▶ Text shown
Something we did not mention at that time was that in January the CNIL fined Google and Facebook because they were making it way too cumbersome for users to reject cookies. (These are character strings placed in a browser's memory in response to a requested resource to be used on any subsequent visits or requests.) Google and Facebook's fines were €150 million ($170 million) and €60 million ($68 million) respectively. Last week, Google introduced a button in their cookie banner that lets users in France reject all cookies without any further screens, as easily as they can accept all cookies. Let's look at the details.

What happened is these companies' cookie banners were violating EU data privacy laws. The problem was simply something we users are all too familiar with. It's when there is a button that says "Accept all," or any variation of that, but then there is no option that makes it equally easy to reject cookies. Instead, the user has to go through a lengthy process of configuration. And sometimes, for example in the case of Facebook, users are presented with a button ambiguously labeled "Accept cookies" after they went through the whole process of configuring each cookie used individually, even disabling all of them.

▶ Data listing
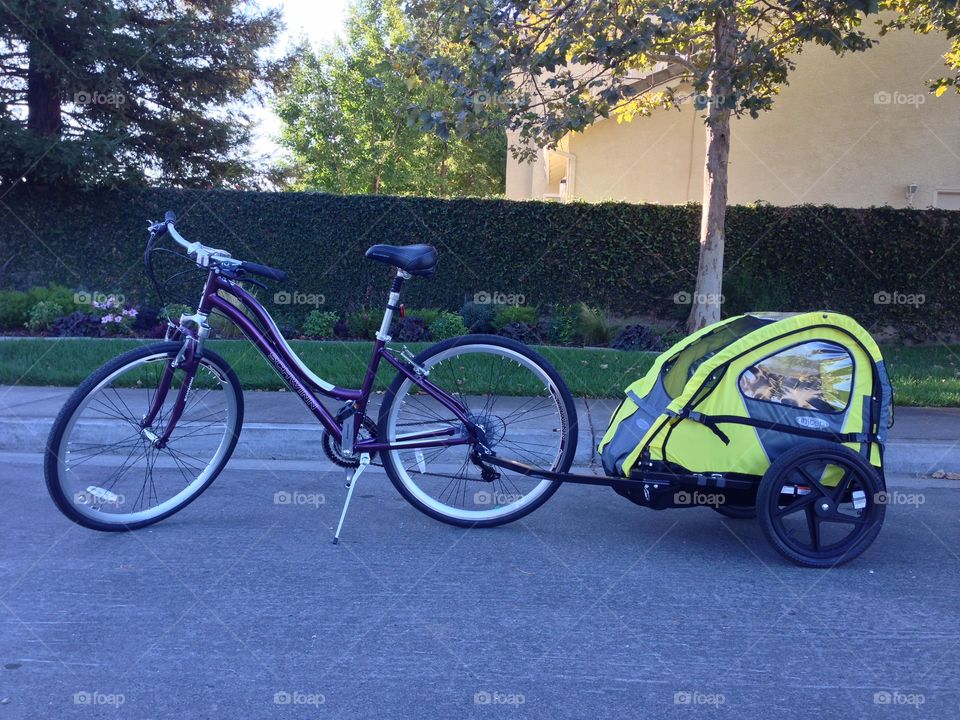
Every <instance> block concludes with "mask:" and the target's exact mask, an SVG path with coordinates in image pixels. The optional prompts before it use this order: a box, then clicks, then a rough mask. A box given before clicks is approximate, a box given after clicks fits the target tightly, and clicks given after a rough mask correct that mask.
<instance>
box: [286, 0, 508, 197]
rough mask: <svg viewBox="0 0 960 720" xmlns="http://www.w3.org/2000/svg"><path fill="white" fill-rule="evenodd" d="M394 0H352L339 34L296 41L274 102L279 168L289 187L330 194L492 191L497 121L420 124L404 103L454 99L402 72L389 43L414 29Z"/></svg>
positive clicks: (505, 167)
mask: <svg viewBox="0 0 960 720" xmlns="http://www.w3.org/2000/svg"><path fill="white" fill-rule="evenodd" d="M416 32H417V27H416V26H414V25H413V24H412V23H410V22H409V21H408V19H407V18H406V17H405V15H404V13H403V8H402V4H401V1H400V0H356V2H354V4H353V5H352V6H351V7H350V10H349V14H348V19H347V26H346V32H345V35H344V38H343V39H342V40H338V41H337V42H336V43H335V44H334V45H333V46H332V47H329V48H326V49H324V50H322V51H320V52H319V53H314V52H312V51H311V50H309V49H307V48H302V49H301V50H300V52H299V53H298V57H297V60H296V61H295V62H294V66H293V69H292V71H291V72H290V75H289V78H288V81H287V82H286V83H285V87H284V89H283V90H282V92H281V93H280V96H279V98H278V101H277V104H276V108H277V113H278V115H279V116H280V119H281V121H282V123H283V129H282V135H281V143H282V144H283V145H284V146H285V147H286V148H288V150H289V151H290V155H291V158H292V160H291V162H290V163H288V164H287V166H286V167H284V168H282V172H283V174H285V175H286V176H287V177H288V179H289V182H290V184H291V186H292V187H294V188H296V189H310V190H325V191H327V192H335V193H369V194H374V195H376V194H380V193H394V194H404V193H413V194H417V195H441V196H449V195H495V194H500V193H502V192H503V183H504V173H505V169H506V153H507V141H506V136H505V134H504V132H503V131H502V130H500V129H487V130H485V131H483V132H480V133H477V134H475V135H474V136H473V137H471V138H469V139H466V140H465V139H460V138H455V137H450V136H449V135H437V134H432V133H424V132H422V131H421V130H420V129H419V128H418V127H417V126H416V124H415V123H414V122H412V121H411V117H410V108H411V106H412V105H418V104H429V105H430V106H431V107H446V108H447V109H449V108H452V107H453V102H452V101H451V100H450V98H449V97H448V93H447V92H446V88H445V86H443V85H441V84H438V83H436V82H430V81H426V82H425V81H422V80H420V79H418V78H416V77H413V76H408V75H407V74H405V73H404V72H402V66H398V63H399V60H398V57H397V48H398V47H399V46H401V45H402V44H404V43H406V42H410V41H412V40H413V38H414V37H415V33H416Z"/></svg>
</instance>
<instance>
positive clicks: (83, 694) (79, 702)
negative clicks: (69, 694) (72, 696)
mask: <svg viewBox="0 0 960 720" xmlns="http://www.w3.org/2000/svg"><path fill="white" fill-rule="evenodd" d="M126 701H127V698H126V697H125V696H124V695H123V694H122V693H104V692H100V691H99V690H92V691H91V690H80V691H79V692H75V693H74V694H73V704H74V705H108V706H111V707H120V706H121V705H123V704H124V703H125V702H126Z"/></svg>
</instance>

▶ Required action A
Reproduce the cookie-fines passage starting at "What happened is" and ending at "all of them.", putting "consent pop-ups" wherever "cookie banners" appears.
▶ Required action B
Write a continuation of the passage about the cookie fines, picking up after its last sentence.

▶ Expected answer A
What happened is these companies' consent pop-ups were violating EU data privacy laws. The problem was simply something we users are all too familiar with. It's when there is a button that says "Accept all," or any variation of that, but then there is no option that makes it equally easy to reject cookies. Instead, the user has to go through a lengthy process of configuration. And sometimes, for example in the case of Facebook, users are presented with a button ambiguously labeled "Accept cookies" after they went through the whole process of configuring each cookie used individually, even disabling all of them.

▶ Expected answer B
In its article announcing the fines, the CNIL backed its argument by appealing to a psychological phenomenon. Namely, because users are interested in quickly consulting a website, the asymmetry of steps required for accepting and rejecting cookies influences their choice in favor of consent. This simple strategy was found to infringe Article 82 of the French Data Protection Act.

The companies not only had to pay the fines, but they were also ordered by the CNIL to provide Internet users located in France with an option to reject all cookies as simple as that to accept them all. Cue Google's new cookie consent option.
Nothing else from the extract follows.